* **Your goal**: Somewhere below are a line with "Where can you spot the headscarf?" and a later line with "Where can you spot the red flower?". Output exactly those lines and all lines between them.

* **Data extracts**:

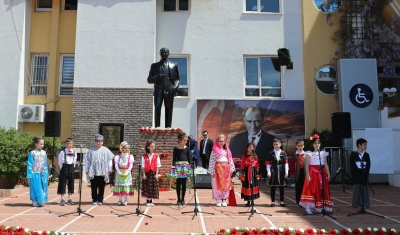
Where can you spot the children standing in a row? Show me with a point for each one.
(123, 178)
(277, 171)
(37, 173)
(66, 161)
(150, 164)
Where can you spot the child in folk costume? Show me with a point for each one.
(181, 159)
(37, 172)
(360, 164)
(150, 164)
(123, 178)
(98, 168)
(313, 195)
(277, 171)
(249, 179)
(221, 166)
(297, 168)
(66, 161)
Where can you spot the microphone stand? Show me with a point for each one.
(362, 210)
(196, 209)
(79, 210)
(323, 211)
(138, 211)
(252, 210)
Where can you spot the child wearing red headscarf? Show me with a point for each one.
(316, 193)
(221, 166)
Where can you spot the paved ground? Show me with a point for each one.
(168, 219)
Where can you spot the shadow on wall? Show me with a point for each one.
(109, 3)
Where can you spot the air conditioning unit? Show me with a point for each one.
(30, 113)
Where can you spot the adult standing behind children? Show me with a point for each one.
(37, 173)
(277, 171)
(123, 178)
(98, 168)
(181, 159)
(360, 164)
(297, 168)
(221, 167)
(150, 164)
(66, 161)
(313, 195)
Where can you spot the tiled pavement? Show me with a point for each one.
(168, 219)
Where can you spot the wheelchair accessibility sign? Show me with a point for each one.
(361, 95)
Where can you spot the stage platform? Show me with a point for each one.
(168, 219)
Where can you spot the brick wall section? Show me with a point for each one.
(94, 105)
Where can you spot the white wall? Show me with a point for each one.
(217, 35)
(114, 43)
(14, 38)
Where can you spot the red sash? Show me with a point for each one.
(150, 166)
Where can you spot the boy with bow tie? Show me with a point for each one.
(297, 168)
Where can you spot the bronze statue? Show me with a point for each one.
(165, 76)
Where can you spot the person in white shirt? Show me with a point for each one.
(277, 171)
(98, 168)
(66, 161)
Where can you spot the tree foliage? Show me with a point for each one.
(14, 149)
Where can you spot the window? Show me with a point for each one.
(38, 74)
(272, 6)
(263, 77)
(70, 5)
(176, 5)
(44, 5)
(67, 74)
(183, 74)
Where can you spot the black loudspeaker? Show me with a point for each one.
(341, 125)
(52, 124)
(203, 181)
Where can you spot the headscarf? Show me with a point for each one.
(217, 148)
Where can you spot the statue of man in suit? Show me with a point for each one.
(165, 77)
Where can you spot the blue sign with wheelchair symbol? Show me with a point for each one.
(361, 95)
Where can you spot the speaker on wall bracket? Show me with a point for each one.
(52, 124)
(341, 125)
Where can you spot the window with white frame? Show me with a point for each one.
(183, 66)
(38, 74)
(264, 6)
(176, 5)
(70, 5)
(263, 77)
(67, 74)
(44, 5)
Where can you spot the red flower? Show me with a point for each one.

==

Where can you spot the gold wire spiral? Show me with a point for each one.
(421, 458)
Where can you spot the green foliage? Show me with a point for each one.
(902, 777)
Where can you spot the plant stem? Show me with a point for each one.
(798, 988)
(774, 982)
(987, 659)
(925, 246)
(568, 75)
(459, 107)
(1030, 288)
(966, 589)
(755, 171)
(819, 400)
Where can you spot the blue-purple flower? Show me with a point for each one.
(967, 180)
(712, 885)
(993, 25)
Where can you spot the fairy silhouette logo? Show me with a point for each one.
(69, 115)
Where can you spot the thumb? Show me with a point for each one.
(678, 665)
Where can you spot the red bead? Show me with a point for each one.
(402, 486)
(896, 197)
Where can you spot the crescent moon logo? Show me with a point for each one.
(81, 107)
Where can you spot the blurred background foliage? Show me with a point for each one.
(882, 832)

* **Answer space**:
Where can you spot the headscarf? Show me with a point for each one.
(217, 148)
Where can you spot the statue of man in suit? Show me with a point for each one.
(165, 77)
Where can you spot the blue sign with wheelchair symbol? Show me with a point for each one.
(361, 95)
Where can you spot the speaker on wall bracket? Show me with a point for each one.
(52, 124)
(341, 125)
Where can you spot the window with white frame? Show me with a point for each one.
(183, 66)
(38, 74)
(264, 6)
(176, 5)
(70, 5)
(263, 77)
(67, 74)
(44, 5)
Where can you spot the red flower? Show me with a point for each one.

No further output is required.